→ **YOUR OBJECTIVE**
Exactly as written, return all the data, leaving its pictures behind.
+++ EXERCISE MATERIALS +++
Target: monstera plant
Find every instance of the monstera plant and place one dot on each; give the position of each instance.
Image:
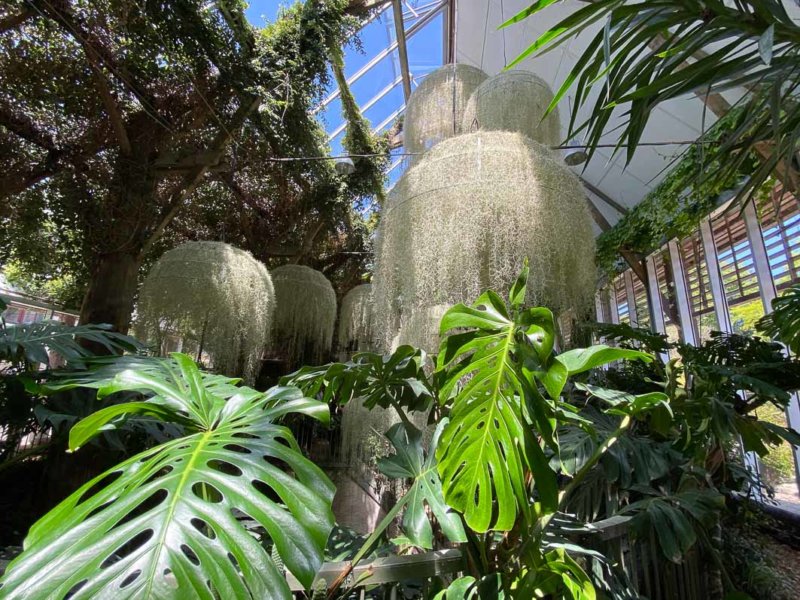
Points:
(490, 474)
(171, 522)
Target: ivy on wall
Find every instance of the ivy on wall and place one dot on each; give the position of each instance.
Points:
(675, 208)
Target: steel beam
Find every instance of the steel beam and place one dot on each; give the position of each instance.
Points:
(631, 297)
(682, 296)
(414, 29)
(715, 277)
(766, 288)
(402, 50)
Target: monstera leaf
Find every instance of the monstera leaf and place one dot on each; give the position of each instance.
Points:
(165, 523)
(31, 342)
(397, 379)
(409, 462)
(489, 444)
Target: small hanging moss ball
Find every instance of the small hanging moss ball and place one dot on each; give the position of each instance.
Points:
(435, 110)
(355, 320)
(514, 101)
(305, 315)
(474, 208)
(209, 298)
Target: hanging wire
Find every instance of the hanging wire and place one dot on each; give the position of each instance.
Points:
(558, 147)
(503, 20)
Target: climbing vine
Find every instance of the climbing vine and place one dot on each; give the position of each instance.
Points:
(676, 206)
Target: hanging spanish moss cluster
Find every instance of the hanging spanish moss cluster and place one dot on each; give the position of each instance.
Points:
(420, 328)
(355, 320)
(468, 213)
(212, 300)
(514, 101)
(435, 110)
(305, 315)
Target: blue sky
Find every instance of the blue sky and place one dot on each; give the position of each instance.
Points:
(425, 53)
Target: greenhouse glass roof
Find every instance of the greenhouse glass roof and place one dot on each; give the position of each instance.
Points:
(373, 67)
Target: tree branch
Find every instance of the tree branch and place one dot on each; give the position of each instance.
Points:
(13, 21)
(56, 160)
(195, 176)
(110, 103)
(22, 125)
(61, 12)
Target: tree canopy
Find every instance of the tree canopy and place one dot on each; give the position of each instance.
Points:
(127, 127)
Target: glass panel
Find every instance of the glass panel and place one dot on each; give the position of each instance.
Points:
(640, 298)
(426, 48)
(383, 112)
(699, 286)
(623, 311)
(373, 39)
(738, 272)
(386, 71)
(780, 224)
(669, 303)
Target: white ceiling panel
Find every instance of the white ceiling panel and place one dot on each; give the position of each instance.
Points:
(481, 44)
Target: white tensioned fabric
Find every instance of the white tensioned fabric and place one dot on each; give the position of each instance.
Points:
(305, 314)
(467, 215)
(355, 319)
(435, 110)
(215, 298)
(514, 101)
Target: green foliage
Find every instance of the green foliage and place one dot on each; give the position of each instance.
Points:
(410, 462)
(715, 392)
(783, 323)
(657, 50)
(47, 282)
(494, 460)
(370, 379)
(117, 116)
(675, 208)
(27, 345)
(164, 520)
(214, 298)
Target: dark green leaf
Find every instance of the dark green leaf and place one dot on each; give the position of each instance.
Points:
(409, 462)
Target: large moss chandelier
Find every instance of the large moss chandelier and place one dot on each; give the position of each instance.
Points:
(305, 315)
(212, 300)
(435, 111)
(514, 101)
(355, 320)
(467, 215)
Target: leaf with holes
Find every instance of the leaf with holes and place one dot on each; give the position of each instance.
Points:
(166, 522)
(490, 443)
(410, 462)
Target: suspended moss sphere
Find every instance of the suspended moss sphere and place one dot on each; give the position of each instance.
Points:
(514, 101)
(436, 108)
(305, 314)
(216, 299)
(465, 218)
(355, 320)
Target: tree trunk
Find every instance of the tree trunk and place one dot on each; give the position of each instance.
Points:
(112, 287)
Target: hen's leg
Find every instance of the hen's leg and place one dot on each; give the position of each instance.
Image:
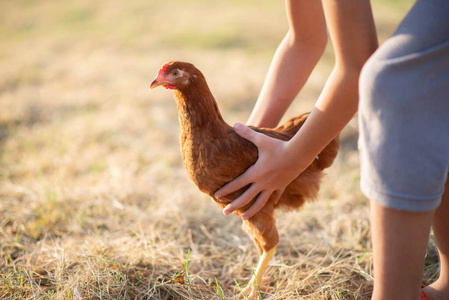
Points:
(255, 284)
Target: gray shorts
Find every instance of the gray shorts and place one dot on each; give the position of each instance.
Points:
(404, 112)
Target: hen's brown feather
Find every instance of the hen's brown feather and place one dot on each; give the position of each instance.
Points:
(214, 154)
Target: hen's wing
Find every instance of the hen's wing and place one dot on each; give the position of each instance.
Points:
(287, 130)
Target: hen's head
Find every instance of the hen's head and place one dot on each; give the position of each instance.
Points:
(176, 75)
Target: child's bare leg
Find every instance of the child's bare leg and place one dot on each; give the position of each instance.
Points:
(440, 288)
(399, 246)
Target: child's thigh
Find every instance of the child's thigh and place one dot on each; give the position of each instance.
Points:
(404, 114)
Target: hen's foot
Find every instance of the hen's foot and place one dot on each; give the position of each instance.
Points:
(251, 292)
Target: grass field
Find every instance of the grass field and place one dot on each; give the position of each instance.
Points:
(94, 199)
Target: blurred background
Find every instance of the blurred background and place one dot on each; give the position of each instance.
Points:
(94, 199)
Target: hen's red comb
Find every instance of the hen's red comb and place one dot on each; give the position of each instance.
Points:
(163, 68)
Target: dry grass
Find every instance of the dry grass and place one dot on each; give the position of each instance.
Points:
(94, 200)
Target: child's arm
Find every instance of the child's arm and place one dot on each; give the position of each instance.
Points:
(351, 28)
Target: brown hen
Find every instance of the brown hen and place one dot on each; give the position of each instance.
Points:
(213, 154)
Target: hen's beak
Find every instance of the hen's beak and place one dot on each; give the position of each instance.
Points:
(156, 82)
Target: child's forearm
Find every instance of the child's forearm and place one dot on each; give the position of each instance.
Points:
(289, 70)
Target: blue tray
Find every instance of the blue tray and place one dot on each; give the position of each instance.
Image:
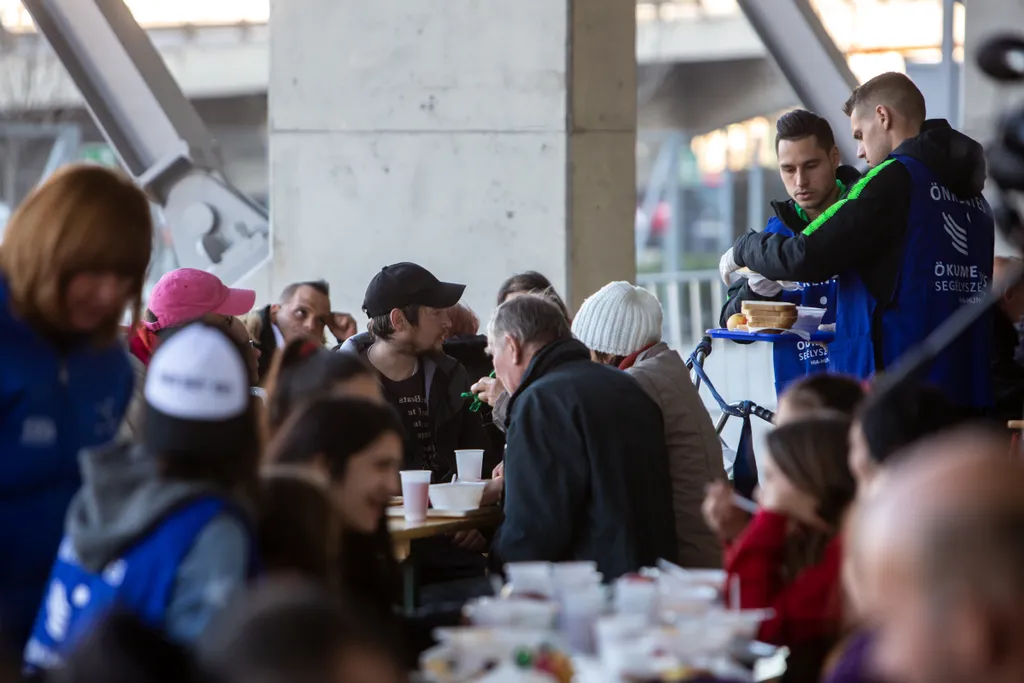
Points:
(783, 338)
+++
→ **PROBLEM SOLUTION**
Target: monstera plant
Find every instance of the monstera plant and place one dot on each; give the position of each instance.
Image:
Points:
(490, 474)
(171, 522)
Target: ivy on wall
Find every instance of the ivy on wall and place one dot on each; give the position of each instance.
Points:
(675, 208)
Target: steel beam
Find every instance of the steel beam and place one dot on each; give the position of each instance.
Points:
(631, 297)
(682, 296)
(414, 29)
(715, 277)
(766, 288)
(402, 50)
Target: monstera leaf
Find every instance of the monstera leaf and place one dot on each; give the position of each instance.
Points:
(165, 523)
(31, 342)
(397, 379)
(409, 462)
(489, 444)
Target: small hanging moss ball
Find every instance of the small hanging moss ball and place one dot on each; give the position of each instance.
Points:
(435, 110)
(355, 320)
(514, 101)
(305, 315)
(474, 208)
(209, 298)
Target: hanging wire
Find every instance of the hanging wire and place one dot on each; give the position of each instance.
Points:
(558, 147)
(503, 20)
Target: climbing vine
Find every instance of the climbing vine and place one dot on each; give the position of each instance.
Points:
(676, 206)
Target: hanging spanish moss cluster
Find every instance of the hanging spanish moss cluster and place one dot on each; give the position of each instance.
Points:
(420, 328)
(355, 320)
(468, 213)
(212, 300)
(514, 101)
(435, 110)
(305, 315)
Target: blue sky
Find every instance of the blue sky and place one dot on each; give the position of each instance.
Points:
(425, 53)
Target: greenhouse glass roof
Find every instance of the greenhouse glass roof and place one dot on each; give the position of each instance.
Points:
(373, 67)
Target: tree branch
Find every instance of the tree branch and place one dot on each; give the position of each instance.
Points:
(13, 21)
(56, 160)
(195, 176)
(110, 103)
(22, 125)
(61, 12)
Target: tree canopy
Find every instance of the tree canopy and place one dot on each; give the position of each instance.
Points:
(127, 127)
Target: glass panel
Find every instance of the glass panel and place one dot on each; give the position of each instance.
Points:
(640, 298)
(426, 48)
(383, 112)
(699, 286)
(623, 311)
(373, 39)
(738, 272)
(386, 71)
(780, 224)
(669, 303)
Target: white ceiling panel
Find every instance of the white ceiling panel and place one dot on each; give the position of each instance.
Points:
(481, 44)
Target: white tensioned fabric
Find every instance of the white tensioned fabric and place one dot on each; give the position of each instance.
Points:
(305, 314)
(467, 215)
(355, 319)
(435, 110)
(215, 298)
(514, 101)
Target: green foliage
Find every instance of the green foliage and place one dot on each; give the position of each instance.
Points:
(410, 462)
(715, 392)
(783, 323)
(657, 50)
(47, 282)
(494, 460)
(370, 379)
(117, 116)
(675, 208)
(27, 345)
(164, 520)
(214, 298)
Target: dark green leaf
Find every instance of the dark green leaf and place one dot on each; give the position of each instance.
Points:
(409, 462)
Target: large moss chandelier
Find every instance of the large moss chandelier and place one dot on each; give the position of each instance.
Points:
(305, 315)
(212, 300)
(435, 111)
(514, 101)
(355, 320)
(467, 215)
Target: leaf with holes
Find every instance of the leaf with holes and place one dot on each; give the position of each instance.
Points:
(166, 522)
(490, 443)
(410, 462)
Target: suspended moss sphere
Find every instance of the suspended moss sphere and place one dot on each; give the position of each instance.
Points:
(514, 101)
(436, 108)
(305, 314)
(216, 299)
(465, 218)
(355, 320)
Target: tree trunk
Find every instance of the tree trunk and place one dot on each; give the position of each instance.
Points:
(112, 287)
Target: hen's leg
Find every instance of the hen's leg and place one dot on each; give the position of each instance.
Image:
Points:
(255, 284)
Target: gray shorts
Find every instance of the gray shorts and place one dot on each; give the position of each instance.
Points:
(404, 112)
Target: hen's brown feather
Find every instance of the hen's brown feather and place one dot on each; give the position of each instance.
Points:
(214, 154)
Target: hen's wing
Find every instance of the hen's wing and place one dot on each; give the position of each instance.
Points:
(287, 130)
Target: hen's head
Find every instance of the hen's head and place one dot on each; give the position of each instance.
Points:
(176, 75)
Target: child's bare leg
Find every instance of the child's bare leg and place one dot on each; give the position of each instance.
Points:
(440, 288)
(399, 246)
Target: child's thigh
Find every instance of the child's thigh and place one dot on each; give the position of each instance.
Points:
(404, 114)
Target: hen's foot
Find every instance of the hen's foot and place one dot on each; give the position of each instance.
Points:
(251, 292)
Target: grass field
Find every instance of the grass field and place one dot on each; give the position of each instance.
Points:
(94, 199)
Target: blurred background
Find every instance of the blurred background and place one dot on each; give the position of each instance.
Points:
(94, 199)
Target: hen's red comb
Find every instance of the hen's red comb and place one dot on each; give the position of each instance.
Points:
(163, 68)
Target: dry grass
Find every instance of the dry grass and place one dot on each; give the position of each instance.
Points:
(94, 200)
Target: child's arm
Find every instance of the child's arm and place one dot on each; give the position of each instance.
Points:
(351, 28)
Target: brown hen
Find every instance of the brown hen and place one dot on each; give the position of each instance.
Points:
(213, 154)
Target: hen's beak
Find every instance of the hen's beak and place one dot on each; give the position of each instance.
Points:
(156, 82)
Target: child's forearm
Find every instance of the child's forearm and place one dot on each; give the position of each instance.
Points:
(289, 70)
Target: blue tray
Find every instance of the blue tray and place one dot on each; give the position of each instance.
Image:
Points:
(783, 338)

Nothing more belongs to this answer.